EXERCISE TASK A → In the entries that ask for points locating an object in a photo, rename "white document" to "white sheet" and reproduce those entries with everything else unchanged. Omit the pictures from your answer.

DOCUMENT SECTION →
□ □ □

6.27.2011

Manic Monday Blogarrhea: On Assignment



I am taking an awesome e-course offered by my dear friend Liv Lane from Choosing Beauty. Liv inspires me (and so many others), by finding beauty in her midst each and every day. As an exercise for the e-course, Liv has laid out this request of us, "to write something revealing, brave, or bold on your blog." Many of us are linking up, so once you're done reading my brave, bold, blabber, click away to your hearts content, and hopefully you'll be inspired to live honestly and vulnerably today.  

I have to be honest, I struggled ever so slightly with this task. I stand around this blog naked so darn much, it was hard for me to think of something revealing, brave, or bold that you don't already know about me.  I try so hard to balance fun, frivolity, and humor with the reality of my life as a grieving mother of five, with only three living children. I have told you all about how I really feel about mothering, what I think of my body, and if you've hung out here enough, you've realized that I have more than a healthy love for Target.  What is braver, bolder, or more revealing than that? 

Let's try this: I am the adult child of an alcoholic.  I have never said this publicly (as in to masses). It was always said to me that my dad's story of being an alcoholic is "his story to tell." I now understand that, yes, it is his story to tell of his unhealthy relationship with alcohol, but I have a story, too. MY story is what it was like to be the child of one who has an unhealthy relationship with alcohol.  To answer your questions, he is allegedly in recovery (I use "allegedly" because I no longer have a relationship with him, but I assume that he still works his program), and he had an unhealthy relationship with alcohol my whole life, but was first put in treatment when I was 20. A facet of the illness of addiction is that the family dances around the alcoholic trying to protect them. It has been 14 years since my dad was in treatment, and I haven't had a relationship with him for the past 4 years, and I still have danced around telling MY story to protect HIS.  So, now I am done.

□ □ □

DATA SHOWN →

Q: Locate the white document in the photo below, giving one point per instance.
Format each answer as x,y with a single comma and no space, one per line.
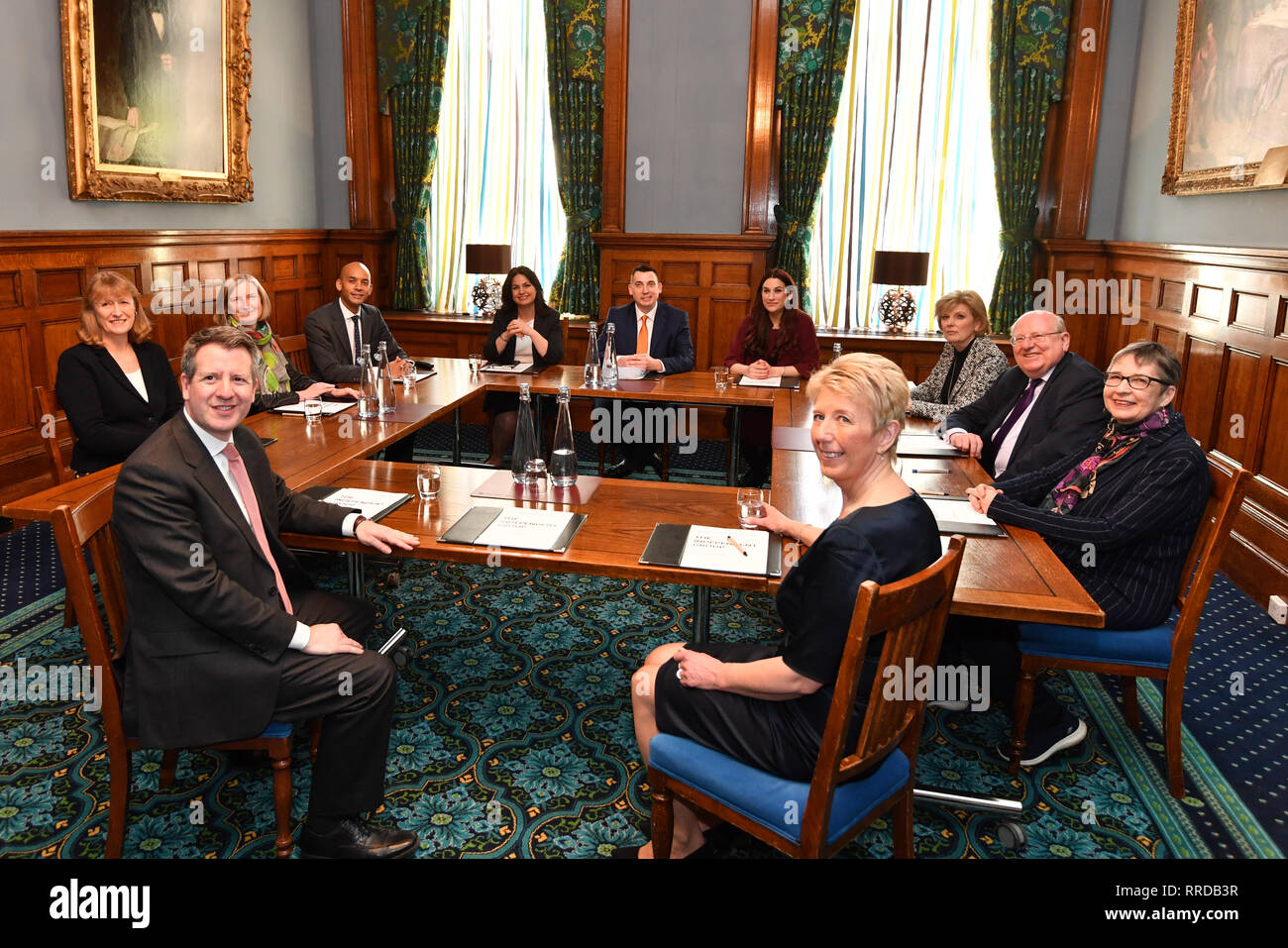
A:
761,382
925,446
526,530
952,511
370,502
726,550
327,407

□ □ □

EXERCISE TASK B → Carry the blog post about being the adult child of an alcoholic further, beginning after its final sentence.

EXERCISE RESPONSE A →
Q: Locate the white sheet in the photo below, giving one point per instance.
Format each answer as x,y with a single comma and no space, one per line.
A:
761,382
925,446
526,530
952,511
370,502
726,550
327,407

EXERCISE RESPONSE B →
I was just about to say that I have no shame around this. Then I realized that would be a humungous lie.  I have tons of shame around this. Or perhaps shame isn't the right word. Maybe grief? Pain? I regularly engage in personal pity parties because I didn't get to have the father that I believe I deserved.  I often have a difficult time accepting love (mostly from myself) because I grew up with one parent who loved to drink more than he was able to love anything else. I have almost no memories of my life before I was 8 years old, and even after that age, it's really foggy.  I remember snippets of time, but if you asked me "what was it like..." I would not be able to give you an accurate image of my childhood.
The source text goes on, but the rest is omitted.